Data entries:
· · · ·

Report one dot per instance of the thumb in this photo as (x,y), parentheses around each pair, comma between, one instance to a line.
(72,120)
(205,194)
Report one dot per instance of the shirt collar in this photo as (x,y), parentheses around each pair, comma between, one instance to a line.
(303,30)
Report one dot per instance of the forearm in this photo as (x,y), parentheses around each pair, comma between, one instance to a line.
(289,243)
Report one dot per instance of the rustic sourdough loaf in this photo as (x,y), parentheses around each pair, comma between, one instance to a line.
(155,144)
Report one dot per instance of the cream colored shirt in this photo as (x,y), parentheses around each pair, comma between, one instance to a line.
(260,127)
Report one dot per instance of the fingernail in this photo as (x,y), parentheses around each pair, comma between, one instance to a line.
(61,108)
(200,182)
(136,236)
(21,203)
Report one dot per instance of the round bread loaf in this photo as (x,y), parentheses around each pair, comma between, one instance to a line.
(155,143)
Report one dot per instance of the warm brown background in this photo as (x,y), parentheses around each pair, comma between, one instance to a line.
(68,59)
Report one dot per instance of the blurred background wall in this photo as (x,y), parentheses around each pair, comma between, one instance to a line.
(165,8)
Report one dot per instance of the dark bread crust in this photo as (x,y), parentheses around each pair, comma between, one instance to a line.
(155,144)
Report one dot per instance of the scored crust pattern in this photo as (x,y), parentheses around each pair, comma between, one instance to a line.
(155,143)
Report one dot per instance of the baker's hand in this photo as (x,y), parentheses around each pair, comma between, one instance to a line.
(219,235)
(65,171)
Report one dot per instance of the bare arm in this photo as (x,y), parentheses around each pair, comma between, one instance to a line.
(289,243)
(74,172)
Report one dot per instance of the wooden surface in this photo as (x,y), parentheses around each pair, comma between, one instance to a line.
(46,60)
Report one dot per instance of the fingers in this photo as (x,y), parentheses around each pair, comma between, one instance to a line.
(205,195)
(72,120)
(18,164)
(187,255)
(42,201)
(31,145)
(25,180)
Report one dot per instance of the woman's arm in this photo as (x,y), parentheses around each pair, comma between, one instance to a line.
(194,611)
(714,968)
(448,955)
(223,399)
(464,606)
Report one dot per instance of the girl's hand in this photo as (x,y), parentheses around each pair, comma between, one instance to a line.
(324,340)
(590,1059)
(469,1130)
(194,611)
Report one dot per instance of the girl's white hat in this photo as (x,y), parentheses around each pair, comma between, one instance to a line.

· · · ·

◆ WHAT YOU NEED TO DO ◆
Give the listing above again, word for word.

◆ SOLUTION FOR THIS TASK ◆
Report one dot per instance of the thumb in this photo as (x,y), parentheses around each pair, comma between, one instance to a line.
(72,120)
(205,194)
Report one dot per instance of the shirt collar in this photo as (x,y), parentheses around each pair, comma between, one instance to a line.
(303,30)
Report one dot per instance of the forearm in this photo as (x,y), parentheses around each pair, comma between, one instance to a line.
(289,243)
Report one dot per instance of the rustic sourdough loaf in this photo as (x,y), parentheses around each pair, comma between, one instance to a line.
(155,144)
Report one dot per instance of the cream colored shirt in this photo as (x,y), parentheses around each pair, comma between, one instance to a line.
(260,127)
Report one dot per instance of the fingernail in this photo as (x,y), parentheses around each pair, comma between, one instance to a line.
(61,108)
(200,182)
(136,236)
(21,203)
Report one dot per instance of the round bread loaf in this photo as (x,y), parentheses around each pair, comma between, one instance to a line.
(155,143)
Report one dot per instance of the warm brown background in this photo as (x,y), parentheses around each pair, comma between, one instance to a line.
(68,59)
Report one dot per instance of the blurred background wall in this photo as (x,y), parentheses around each pair, comma between, one instance to a line.
(165,8)
Report one dot per instance of the dark bread crust in this photo as (x,y), parentheses around each pair, comma between, one instance to a line.
(155,144)
Report one dot per instance of the scored crust pattern in this photo as (x,y), parentheses around each pair, comma between, one instance to a line.
(155,143)
Report one dot per instance of the baker's hand in this photo as (x,y), parentheses around each pair, comma between, one instance to a line.
(219,235)
(65,171)
Report one dot per instance of the bare arm in this photo as (x,y), parentheses around each pair, comma between, one instance to a line.
(289,243)
(74,172)
Report one dot per instance of the wooden surface in this photo as (x,y), parentheses around each pair, comma between, one instance to a line.
(46,60)
Report one dot per instance of the fingers in this photo as (x,y), parentheses around each pair, comma between, one instance to a line.
(205,195)
(72,120)
(18,164)
(187,255)
(42,201)
(31,145)
(25,180)
Report one dot per instance of the woman's arm in this photo as (x,y), parentheses around each pair, comma between, one instance to a line.
(194,611)
(714,968)
(448,955)
(223,399)
(464,606)
Report one dot per instance of the girl's hand in this photo as (x,y), parentheses around each pair, comma between, one instance to a line.
(324,340)
(590,1059)
(469,1130)
(194,611)
Report one dot per instance of the girl's white hat in this photo as (x,y), parentheses around each pair, comma between, one instance to a line.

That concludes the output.